__Task instructions__. With the pictures left aside, write out exactly the lines of the listing below from the line with "Target: farm field" to the line with "Place one keypoint per instance of the woman's hand", both included, and only those.

__Records for processing__.
↓↓↓
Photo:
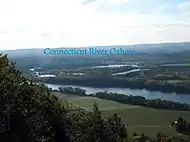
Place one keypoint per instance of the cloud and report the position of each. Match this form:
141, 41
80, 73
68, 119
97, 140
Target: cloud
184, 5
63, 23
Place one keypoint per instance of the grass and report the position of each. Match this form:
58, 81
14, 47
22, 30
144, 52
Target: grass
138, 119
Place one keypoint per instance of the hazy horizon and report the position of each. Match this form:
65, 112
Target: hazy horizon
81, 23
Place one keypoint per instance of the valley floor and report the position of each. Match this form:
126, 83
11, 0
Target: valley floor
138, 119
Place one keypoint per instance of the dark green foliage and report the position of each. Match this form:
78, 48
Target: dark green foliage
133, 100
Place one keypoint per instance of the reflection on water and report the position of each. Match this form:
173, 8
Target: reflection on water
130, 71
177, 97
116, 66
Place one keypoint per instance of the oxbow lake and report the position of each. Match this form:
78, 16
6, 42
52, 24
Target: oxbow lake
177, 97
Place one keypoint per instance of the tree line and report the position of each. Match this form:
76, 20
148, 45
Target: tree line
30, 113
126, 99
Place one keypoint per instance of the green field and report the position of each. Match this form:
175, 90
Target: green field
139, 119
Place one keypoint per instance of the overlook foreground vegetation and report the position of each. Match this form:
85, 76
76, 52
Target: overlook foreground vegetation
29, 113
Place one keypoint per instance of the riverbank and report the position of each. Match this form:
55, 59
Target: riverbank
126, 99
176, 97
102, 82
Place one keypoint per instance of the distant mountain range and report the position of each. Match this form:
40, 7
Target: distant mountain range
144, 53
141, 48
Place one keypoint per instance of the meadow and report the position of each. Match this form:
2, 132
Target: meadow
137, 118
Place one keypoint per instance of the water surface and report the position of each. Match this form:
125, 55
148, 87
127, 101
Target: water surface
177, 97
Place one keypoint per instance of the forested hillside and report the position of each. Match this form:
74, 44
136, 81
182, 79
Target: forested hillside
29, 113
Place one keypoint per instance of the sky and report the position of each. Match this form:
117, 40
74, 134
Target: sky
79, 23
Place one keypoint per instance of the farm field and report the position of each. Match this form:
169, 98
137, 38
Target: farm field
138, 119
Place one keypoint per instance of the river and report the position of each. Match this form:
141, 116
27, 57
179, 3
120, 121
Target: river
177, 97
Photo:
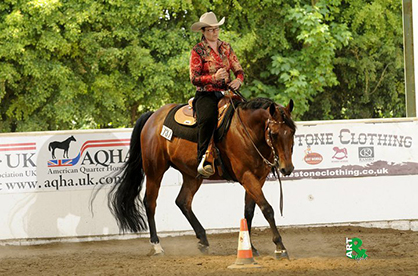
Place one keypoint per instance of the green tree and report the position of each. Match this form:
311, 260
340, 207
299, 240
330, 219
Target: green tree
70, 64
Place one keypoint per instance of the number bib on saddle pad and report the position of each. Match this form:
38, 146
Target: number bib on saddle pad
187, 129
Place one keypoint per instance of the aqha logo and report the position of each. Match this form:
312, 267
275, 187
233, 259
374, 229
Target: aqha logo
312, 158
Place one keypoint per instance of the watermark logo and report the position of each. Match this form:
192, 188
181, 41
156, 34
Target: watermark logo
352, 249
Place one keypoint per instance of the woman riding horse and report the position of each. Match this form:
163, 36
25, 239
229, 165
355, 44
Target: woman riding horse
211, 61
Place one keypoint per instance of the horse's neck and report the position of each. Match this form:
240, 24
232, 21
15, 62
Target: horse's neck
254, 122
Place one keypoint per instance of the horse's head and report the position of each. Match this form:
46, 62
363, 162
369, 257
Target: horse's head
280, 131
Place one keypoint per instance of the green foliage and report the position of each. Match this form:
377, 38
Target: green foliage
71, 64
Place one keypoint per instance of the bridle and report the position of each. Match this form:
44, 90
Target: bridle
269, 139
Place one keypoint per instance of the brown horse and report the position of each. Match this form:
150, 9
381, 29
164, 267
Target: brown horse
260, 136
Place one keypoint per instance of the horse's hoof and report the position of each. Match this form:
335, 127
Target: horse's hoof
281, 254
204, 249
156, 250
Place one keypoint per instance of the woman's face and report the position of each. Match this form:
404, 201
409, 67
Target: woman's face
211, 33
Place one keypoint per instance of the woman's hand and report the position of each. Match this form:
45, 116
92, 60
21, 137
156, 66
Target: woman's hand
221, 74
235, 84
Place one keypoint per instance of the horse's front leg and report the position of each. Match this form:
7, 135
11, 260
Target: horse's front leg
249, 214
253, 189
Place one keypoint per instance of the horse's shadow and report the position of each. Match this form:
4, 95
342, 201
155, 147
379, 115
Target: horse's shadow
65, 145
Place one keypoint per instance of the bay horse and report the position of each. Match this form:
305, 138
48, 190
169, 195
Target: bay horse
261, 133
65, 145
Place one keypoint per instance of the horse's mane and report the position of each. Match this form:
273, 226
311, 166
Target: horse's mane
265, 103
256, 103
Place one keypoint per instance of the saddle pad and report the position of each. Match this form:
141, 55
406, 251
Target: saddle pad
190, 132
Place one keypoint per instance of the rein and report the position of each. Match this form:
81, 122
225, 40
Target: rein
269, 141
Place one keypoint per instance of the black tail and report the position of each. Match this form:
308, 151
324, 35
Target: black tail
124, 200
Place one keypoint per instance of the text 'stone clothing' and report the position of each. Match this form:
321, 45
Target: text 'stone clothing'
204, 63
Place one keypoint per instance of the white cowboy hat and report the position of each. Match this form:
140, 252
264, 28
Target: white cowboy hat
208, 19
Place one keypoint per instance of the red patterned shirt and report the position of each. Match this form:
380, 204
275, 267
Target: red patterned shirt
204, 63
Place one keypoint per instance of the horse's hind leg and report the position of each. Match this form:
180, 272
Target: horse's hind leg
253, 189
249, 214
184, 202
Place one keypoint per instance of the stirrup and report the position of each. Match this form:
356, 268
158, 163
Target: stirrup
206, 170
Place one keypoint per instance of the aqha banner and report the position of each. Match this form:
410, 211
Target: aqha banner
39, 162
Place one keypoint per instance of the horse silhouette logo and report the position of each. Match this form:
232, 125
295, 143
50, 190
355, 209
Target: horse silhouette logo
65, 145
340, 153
↑↑↑
__Your response__.
Target: farm field
138, 119
Place one keypoint per instance of the river and report the position of each. Match this form:
141, 116
27, 57
179, 3
120, 121
Target: river
177, 97
Photo:
Place one keypoint per instance of the green tree and report the position of each. Match this form:
311, 260
340, 207
299, 240
330, 219
Target: green tree
70, 64
Place one keypoint per instance of the number bib on saddle pad and report the position of each. Match this form:
38, 146
Target: number bib on saddle pad
187, 129
Place one keypoint per instance of the aqha logo and report the position of each. Match this form:
312, 267
275, 187
233, 259
374, 229
Target: aqha logo
312, 158
Place one keypoint per instance of the watermark logo and report the position of each. Match this form:
192, 188
181, 41
156, 34
Target: watermark logo
352, 249
Place one keypoint per instance of the woman riding horse and report the position of each. Match this form:
163, 36
25, 239
229, 165
355, 44
Target: woman riding horse
211, 61
Place one keypoint per instance of the horse's neck and report the position of each. Match this form:
240, 24
232, 21
15, 62
Target: horse's neck
254, 122
Place one keypoint per instance of the horse's head and report the position of each. Match this form:
46, 62
363, 162
369, 257
Target: horse's head
280, 131
Place one keypoint per instance of the green foliage and report the position of each. Match this form:
377, 38
Target: green foliage
71, 64
Place one keypoint per instance of the bridle and report the position of each. Match this form:
44, 90
Target: bridle
269, 139
Place one keypoint per instance of the brown horse and report the position of each. Match this form:
150, 9
381, 29
164, 267
Target: brown horse
260, 136
Place one keypoint per instance of the horse's hoof and report the position of each. Match this form:
335, 127
Target: horse's hoof
281, 254
204, 249
156, 250
Place one keypoint per instance of the woman's face and report the position of each. Match this form:
404, 201
409, 67
Target: woman's face
211, 33
Place one keypoint per instance of the woman's hand and report the position of each. Match this form:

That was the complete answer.